In August that year, the band was pictured on the front cover of RPM Weekly. At that time the line up consisted of Roger Plomish who replaced the original vocalist Danny Squire (leader, lead singer, trumpet, organ, piano, pedal steel guitar), Mo Prieur (sax, flute, vocals), Mike Sloski (drums, percussion, vocals), Alex MacDougall (lead guitar, banjo, pedal steel guitar, vocals), Brian Kirkwood (bass, vocals, trumpet), John Redmond (keyboard, lead vocals), Paul Olympico (trumpet, flugel horn, vocals), and Danny Elliott (trombone and vocals).

Following on from the success of their previous single, "Goin' to the Country", there was expectation that the new single "The Rain Came Down" bw "We Got Time" would do well. It was given a 75% charting probability.

===1972===
In August 1972, RPM Weekly wrote that the nine member band had had undertaken a successful tour through Ontario, and were preparing for a Western Canadian tour starting on the 18th of the following month. They were readying their next single for Ampex. At the time they were made up of former members from Truck, Natural Gas, Brass Union and the Tom Jones Las Vegas Review. Ampex's A&R director John Driscoll was hoping to release an album of the band to coincide with their tour.

> Stored data:
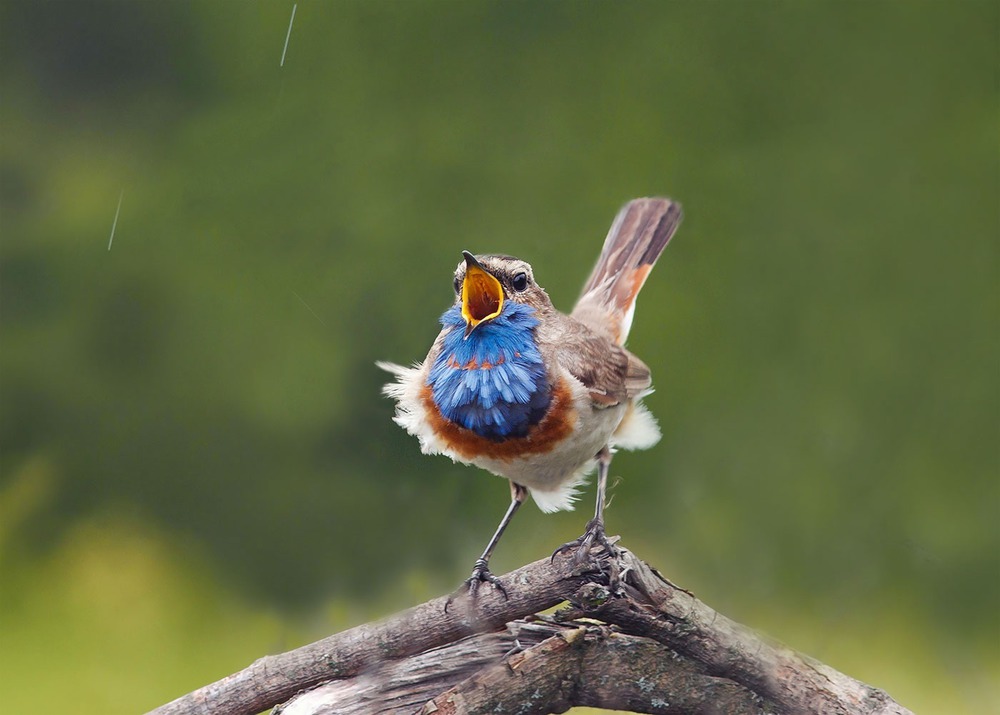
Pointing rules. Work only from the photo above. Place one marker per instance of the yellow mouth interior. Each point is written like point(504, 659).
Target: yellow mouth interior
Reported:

> Task goal: Extend the band history passage above, starting right after its last sentence.

> Answer for this exercise:
- Album
By early December their album Business had been released. It received a favorable review by RPM Weekly with the reviewer calling it a first rate production and commenting on the vocal strength having increased considerably since their last record. It was referred to as "Big Band Hard Rock" with good commercial appeal, with the best tracks being "Buffalo" and "America". The album entered the RPM100 album chart at #97 for the week of December 30, 1972. By January 20, at its third week, it was at #77. The following week it was still holding at #77. The album was recorded at #85 in the RPM Weekly March 3 issue. By March 10, it was in still charting at #89.

- Further activities
===1973===
By mid-February, the line up had changed. It now consisted of Roger Plomish (lead singer, keyboards, guitar), Bobby Washington (bass guitar and background vocals), Roger Dickin (lead guitar), Joe Bendzsa (drums), Joe Edmonds (trombone, euphonium, flute and background vocals), Mike Hunter (trombone, octa voice, French horn, background vocals and brass arrangements), Carl Waytral (aka Carl Watral) (trumpet, brass arrangements), Tony Mastrull (trumpet, fluegel horn, French horn, head arranger), and Danny Fogel (trumpet, brass arrangements). Bruce Ley who sang lead on the song "Buffalo" was no longer with the group. Tony Booth who both wrote and sang lead on "America" and sang on "Invitation" had also left the band.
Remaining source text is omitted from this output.